Extract to read START

578126 (5) [Avatar] Offline
#1
In Chapter 4 (Listing 4.6 and Figure 4.3), you provide a down-to-earth evaluation of whether the number of putative topics (derived by SVD) is reasonable or not. Let's call this number of topics k.

I would like to follow a similar approach to determine a reasonable k within a Gensim-based LSA pipeline on a 44k-document, 30k-term corpus. Memory has sometimes been insufficient with my 16GB RAM laptop running Python 3.5 on Ubuntu 18.04.

I am currently trying to figure out a way around memory limits by working with sparse arrays, for which Gensim provides a utility to translate its model objects.

It would greatly enhance this section if you could provide guidance on how to minimize memory footprint. Some industrial strength code in Listing 4.6, despite the toy size of the example data, would be even better. I read Chapter 13 and did not find such guidance.

Some questions I am researching include:
1. Matrix operations on sparse arrays and ambiguity of which dot-product method to use (Scipy, Numpy, or is it auto-routed based on the type of input?)

2. How does scikit-learn's TruncSVD manage to provide explained_variance_ratio_ whereas Gensim does not? Is explained_variance_ratio_ the actual retained variance (variance normalized by the total variance in X, or just up to the number of components (k) specified)? If so, it implies that TruncSVD calculates the full S matrix, where S is the diagonal matrix of the singular values s, through n (len(terms_in_corpus)), not just k, while it isn't possible to do so with Numpy's SVD method or Gensim (by setting k to n.

3. How to calculate the total variance of a TF-IDF corpus another way besides the sum over S, which cannot be computed directly due to memory limits. Expressions such as variance = E[X^2] - E[X]^2 are feasible, where X is the TF-IDF corpus, but it doesn't yield comparable results to the sum of S over k; they differ a lot in magnitude. To be clearer:

a = csr_matrix.mean(tdm)  # csr_matrix is a Scipy sparse matrix utility
b = csr_matrix.multiply(tdm, tdm)

Extract to read END

◆ Activity 1: Reproduce the stretch from "Some questions I" through "type of input?)" in the forum post on choosing the number of LSA topics.
◆ Activity 2: Carry on the forum post on choosing the number of LSA topics from the point where it stops.
The listing that comes next is separate from the forum post on choosing the number of LSA topics.

Provided material START

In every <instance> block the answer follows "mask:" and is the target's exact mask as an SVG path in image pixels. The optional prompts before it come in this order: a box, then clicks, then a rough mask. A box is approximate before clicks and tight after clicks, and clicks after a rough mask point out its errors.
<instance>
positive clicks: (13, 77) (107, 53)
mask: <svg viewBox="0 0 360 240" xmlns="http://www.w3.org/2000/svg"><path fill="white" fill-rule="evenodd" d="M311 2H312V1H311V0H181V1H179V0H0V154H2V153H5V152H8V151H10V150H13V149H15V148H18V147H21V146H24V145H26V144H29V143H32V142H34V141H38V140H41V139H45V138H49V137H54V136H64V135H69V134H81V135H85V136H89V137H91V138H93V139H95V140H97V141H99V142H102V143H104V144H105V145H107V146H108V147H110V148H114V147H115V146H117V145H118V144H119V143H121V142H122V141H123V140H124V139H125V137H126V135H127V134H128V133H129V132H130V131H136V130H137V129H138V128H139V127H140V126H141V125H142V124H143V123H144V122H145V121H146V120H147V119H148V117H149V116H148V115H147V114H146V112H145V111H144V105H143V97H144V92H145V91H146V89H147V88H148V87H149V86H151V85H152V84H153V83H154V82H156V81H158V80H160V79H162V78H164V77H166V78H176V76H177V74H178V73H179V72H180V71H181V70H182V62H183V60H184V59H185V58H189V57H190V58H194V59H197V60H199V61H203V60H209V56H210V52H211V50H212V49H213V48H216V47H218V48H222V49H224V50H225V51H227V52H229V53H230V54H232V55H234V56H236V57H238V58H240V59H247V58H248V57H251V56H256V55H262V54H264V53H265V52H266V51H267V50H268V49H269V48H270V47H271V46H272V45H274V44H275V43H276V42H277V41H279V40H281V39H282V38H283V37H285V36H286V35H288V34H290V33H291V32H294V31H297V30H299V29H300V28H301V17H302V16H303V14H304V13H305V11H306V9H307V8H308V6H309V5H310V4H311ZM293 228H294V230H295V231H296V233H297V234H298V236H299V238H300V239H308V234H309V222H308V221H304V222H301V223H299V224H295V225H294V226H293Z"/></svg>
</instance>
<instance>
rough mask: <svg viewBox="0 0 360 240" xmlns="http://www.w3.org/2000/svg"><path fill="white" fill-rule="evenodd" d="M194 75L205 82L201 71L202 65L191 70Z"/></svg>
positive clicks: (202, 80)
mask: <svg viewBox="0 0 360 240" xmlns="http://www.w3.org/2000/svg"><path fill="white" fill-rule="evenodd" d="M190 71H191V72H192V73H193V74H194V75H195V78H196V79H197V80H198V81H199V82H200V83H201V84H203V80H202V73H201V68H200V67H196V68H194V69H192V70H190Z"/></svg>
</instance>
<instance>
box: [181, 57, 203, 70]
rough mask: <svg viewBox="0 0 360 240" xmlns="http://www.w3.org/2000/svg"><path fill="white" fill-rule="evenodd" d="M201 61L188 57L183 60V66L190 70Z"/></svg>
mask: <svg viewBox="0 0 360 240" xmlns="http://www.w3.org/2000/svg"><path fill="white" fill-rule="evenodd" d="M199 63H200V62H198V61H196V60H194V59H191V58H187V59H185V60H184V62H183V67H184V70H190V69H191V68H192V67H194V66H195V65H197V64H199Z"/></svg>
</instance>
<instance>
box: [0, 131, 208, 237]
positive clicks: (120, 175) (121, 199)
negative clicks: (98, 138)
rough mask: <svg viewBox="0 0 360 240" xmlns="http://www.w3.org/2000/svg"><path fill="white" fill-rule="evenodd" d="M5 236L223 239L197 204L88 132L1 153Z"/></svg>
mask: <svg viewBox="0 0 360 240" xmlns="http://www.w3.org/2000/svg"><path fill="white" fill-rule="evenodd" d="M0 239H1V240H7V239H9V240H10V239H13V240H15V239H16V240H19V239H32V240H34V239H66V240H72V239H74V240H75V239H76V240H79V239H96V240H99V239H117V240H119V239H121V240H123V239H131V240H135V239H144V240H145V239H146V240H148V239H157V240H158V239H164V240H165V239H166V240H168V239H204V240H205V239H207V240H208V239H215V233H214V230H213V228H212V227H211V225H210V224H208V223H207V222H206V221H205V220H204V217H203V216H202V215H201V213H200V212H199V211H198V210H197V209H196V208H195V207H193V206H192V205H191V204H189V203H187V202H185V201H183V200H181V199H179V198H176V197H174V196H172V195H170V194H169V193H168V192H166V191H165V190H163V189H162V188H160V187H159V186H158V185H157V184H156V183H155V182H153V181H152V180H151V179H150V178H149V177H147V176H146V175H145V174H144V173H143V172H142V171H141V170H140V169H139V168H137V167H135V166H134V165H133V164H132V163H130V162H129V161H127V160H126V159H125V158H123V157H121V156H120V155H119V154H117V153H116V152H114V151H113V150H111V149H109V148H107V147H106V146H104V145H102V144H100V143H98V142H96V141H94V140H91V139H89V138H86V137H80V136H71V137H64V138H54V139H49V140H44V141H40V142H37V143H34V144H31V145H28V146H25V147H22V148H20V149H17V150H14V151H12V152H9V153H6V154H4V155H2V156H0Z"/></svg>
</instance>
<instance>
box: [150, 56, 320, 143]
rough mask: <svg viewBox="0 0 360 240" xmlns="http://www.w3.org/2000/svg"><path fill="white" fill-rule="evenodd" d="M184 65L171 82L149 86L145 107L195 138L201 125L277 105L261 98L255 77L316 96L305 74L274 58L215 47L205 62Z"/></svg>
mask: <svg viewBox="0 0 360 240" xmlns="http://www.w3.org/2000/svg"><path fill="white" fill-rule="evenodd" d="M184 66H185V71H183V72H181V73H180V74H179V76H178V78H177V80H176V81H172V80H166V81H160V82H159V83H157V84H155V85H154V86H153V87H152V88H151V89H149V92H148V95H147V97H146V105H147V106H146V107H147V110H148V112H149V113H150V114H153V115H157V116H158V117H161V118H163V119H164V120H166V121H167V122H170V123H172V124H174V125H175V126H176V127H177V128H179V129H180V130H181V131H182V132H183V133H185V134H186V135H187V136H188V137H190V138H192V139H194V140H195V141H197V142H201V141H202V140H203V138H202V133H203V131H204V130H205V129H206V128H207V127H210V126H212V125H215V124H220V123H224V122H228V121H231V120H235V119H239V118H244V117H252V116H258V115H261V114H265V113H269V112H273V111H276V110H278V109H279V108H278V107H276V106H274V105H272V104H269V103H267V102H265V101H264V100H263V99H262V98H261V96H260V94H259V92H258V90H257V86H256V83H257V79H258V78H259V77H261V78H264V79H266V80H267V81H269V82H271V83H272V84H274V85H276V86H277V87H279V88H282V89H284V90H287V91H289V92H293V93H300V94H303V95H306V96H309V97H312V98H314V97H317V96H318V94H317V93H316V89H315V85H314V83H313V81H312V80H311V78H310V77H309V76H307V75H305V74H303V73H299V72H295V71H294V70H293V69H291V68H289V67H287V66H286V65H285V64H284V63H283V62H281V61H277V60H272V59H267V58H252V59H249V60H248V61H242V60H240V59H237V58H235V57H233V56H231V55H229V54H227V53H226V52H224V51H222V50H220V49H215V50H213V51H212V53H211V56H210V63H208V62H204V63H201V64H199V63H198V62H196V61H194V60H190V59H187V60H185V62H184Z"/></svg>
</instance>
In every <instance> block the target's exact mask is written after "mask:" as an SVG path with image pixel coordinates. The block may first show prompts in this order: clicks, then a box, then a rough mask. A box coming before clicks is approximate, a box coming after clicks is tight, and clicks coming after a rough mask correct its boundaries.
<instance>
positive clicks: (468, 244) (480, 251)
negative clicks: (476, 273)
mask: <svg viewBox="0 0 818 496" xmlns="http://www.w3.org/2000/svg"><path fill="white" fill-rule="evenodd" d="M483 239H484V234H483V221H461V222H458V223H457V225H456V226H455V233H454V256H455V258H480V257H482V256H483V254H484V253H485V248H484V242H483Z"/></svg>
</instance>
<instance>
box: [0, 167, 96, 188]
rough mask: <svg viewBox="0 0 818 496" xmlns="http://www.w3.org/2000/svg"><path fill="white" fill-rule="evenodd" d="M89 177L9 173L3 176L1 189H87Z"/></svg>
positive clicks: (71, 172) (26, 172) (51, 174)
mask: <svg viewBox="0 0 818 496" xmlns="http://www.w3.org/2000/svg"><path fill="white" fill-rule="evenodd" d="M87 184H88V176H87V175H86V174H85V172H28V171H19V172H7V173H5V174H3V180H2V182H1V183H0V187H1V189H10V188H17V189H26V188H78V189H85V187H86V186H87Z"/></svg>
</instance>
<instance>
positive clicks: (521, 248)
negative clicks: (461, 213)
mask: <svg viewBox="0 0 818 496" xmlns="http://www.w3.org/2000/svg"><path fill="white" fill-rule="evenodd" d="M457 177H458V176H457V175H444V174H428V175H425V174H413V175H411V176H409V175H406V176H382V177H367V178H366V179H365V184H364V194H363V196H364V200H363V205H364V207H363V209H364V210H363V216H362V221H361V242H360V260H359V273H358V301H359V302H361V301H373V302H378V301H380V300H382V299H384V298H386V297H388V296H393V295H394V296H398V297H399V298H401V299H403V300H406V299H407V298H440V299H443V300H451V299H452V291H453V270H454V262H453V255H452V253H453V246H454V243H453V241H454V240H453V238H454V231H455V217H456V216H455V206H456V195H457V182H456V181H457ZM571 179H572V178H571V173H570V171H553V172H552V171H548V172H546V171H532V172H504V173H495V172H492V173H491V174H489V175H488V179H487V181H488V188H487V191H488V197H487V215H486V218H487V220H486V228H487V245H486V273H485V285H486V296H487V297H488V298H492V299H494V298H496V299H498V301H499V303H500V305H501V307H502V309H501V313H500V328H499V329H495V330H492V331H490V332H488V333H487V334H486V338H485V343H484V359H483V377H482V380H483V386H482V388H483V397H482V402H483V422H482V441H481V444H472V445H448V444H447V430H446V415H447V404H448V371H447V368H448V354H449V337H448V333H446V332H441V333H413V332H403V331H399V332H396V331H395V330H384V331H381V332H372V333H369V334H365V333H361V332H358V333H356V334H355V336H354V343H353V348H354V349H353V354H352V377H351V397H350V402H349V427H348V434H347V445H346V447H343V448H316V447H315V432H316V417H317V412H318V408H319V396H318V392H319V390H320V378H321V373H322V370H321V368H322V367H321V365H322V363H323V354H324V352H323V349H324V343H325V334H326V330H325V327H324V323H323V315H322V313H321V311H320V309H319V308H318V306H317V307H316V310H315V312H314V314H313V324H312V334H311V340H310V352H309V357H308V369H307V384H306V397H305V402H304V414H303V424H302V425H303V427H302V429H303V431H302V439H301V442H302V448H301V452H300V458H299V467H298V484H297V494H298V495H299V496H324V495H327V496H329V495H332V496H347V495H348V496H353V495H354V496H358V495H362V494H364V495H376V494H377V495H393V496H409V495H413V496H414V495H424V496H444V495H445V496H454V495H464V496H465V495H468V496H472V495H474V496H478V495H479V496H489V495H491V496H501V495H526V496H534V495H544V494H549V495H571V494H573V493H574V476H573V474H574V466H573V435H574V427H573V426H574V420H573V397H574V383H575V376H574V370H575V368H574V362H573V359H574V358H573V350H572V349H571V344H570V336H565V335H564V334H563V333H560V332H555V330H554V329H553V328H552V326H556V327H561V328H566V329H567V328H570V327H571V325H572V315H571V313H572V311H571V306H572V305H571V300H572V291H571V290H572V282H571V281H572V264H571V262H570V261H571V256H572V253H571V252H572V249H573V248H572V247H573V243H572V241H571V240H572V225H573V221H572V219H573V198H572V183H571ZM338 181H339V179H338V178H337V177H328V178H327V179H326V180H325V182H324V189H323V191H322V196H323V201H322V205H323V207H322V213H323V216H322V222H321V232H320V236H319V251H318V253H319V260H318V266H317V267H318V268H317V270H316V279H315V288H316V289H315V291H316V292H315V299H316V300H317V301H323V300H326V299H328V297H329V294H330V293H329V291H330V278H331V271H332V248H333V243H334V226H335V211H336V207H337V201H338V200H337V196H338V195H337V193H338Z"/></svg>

Provided material END

◆ Reply 1:
Some questions I am researching include:
1. Matrix operations on sparse arrays and ambiguity of which dot-product method to use (Scipy, Numpy, or is it auto-routed based on the type of input?)

◆ Reply 2:
corpus_variance = csr_matrix.mean(b) - a ** 2

corpus_variance2 = sparse_norm(tdm) / tdm.shape[1]


After rewatching Andrew Ng's ML lecture on PCA, it's clear that while the ratio of matrix norms should be equivalent to (1 minus...) the ratio of sum of S, the respective terms of these ratios are in different units.

I'll close with the code I'm currently working on, with apologies for not providing a fully reproducible example (the data, after all, are quite large).

# For explanation, not reproduction

# 1. Obtain singular vectors / values from Gensim LSI model's SVD
U = lsi.projection.u  # lsi is a model object
s_k = lsi.projection.s  # 1-D vector
V = corpus2dense(lsi[corpus], len(s_k)).T / s_k  # derived per Gensim's FAQ #3 https://github.com/RaRe-Technologies/gensim/wiki/Recipes-&-FAQ#q4-how-do-you-output-the-u-s-vt-matrices-of-lsi

# 2. use Scipy csr_matrix to convert dense to sparse arrays
U_s = csr_matrix(U)
S_s = csr_matrix(S)
V_s = csr_matrix(V)

# 3. Compute dot product of three sparse arrays
# Unclear if operators .dot and .T can be used or if special Scipy methods are required
reconstructed_tdm = U_s.dot(S_s).dot(V_s.T)

# 4. Compute reconstruction error; again, unclear if these operators can be used with sparse arrays
reconstruction_error = np.sqrt(((reconstructed_tdm - tdm).values.flatten() **2).sum() / np.product(tdm.shape))